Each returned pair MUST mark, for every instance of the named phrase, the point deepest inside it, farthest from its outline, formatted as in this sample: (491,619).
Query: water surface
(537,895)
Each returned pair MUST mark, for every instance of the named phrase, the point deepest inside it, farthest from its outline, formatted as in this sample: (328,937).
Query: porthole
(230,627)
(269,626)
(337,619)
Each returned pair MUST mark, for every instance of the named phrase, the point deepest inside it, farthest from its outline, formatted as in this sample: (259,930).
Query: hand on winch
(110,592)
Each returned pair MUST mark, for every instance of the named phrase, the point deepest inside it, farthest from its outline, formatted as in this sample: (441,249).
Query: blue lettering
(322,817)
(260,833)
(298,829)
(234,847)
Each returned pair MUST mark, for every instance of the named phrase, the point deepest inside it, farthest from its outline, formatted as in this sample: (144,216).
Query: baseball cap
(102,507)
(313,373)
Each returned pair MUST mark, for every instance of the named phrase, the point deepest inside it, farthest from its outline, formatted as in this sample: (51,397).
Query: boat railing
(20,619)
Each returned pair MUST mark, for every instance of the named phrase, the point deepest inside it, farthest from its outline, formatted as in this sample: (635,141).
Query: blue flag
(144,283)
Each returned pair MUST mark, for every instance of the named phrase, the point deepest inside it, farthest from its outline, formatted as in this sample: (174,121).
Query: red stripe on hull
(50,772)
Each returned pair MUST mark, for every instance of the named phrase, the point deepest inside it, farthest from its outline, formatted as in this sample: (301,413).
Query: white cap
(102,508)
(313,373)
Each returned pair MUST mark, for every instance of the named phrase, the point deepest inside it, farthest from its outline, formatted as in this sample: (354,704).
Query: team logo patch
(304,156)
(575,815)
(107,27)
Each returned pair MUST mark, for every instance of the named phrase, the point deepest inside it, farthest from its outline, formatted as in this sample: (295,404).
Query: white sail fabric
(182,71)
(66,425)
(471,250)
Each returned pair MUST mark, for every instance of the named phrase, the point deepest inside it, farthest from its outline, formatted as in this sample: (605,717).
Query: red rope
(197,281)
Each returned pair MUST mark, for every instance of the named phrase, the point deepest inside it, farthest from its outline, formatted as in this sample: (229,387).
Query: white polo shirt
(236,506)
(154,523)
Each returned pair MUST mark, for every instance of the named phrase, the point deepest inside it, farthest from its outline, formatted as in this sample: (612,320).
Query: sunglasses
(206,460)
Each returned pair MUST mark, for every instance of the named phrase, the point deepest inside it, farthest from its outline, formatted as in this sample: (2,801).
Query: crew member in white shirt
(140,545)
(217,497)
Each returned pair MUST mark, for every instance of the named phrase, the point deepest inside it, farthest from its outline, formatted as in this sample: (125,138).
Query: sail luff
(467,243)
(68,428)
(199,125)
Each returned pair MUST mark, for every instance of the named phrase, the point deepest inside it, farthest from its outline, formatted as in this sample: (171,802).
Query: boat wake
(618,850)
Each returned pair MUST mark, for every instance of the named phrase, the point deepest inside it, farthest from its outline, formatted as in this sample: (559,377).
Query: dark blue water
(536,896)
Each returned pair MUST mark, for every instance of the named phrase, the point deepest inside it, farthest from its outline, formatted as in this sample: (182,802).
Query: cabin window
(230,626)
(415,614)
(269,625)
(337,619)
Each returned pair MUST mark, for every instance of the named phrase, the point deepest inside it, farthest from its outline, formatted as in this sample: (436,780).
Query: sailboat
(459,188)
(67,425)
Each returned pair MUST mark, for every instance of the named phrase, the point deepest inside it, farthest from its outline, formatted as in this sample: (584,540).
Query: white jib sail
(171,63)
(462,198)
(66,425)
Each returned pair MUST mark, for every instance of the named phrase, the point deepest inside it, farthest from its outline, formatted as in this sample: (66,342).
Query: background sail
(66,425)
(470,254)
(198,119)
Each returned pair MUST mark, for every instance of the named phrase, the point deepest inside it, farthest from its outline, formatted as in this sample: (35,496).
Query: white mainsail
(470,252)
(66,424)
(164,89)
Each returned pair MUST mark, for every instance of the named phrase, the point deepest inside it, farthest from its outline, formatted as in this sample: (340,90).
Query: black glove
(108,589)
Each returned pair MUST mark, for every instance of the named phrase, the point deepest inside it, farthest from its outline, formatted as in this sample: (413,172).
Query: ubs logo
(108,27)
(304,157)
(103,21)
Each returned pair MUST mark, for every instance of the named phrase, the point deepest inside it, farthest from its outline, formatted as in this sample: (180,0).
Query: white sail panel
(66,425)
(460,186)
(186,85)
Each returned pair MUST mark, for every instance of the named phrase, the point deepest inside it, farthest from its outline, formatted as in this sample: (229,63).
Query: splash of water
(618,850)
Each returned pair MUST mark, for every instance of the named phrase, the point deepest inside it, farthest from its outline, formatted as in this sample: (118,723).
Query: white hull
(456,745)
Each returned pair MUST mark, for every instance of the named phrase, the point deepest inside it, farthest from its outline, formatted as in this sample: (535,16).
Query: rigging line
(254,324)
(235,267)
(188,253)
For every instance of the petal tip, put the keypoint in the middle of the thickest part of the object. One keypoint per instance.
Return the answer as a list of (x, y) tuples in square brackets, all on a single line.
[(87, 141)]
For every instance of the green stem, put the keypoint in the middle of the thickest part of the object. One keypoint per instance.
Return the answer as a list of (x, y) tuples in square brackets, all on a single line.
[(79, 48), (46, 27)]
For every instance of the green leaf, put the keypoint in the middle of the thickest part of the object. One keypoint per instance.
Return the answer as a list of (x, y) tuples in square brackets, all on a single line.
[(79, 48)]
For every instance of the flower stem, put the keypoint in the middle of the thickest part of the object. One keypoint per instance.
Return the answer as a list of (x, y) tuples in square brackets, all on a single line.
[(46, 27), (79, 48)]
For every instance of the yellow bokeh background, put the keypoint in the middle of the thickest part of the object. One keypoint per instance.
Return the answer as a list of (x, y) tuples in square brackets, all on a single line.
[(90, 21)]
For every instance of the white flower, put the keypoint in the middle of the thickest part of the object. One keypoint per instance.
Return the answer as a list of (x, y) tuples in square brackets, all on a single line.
===============
TASK DIRECTIONS —
Filter the records, keeping only lines that contain "part", and show those lines.

WRITTEN REPLY —
For every instance of the petal tip, put the keypoint in the middle of the thickest part of the object. One keypoint per instance.
For every instance of the green stem, put the keypoint in the middle of the thickest part of the object. One keypoint per instance.
For every instance of the green leaf, put the keypoint in the middle of the thickest part of the object. One keypoint per instance.
For every instance of the flower stem, put the keypoint in the middle of the thickest part of the object. One keypoint per instance.
For every instance of the yellow bokeh background, put the keypoint in the middle of the thickest part of the object. One keypoint per instance.
For every instance of the white flower, put the keypoint in the middle of the thickest part of the object. One keypoint per instance.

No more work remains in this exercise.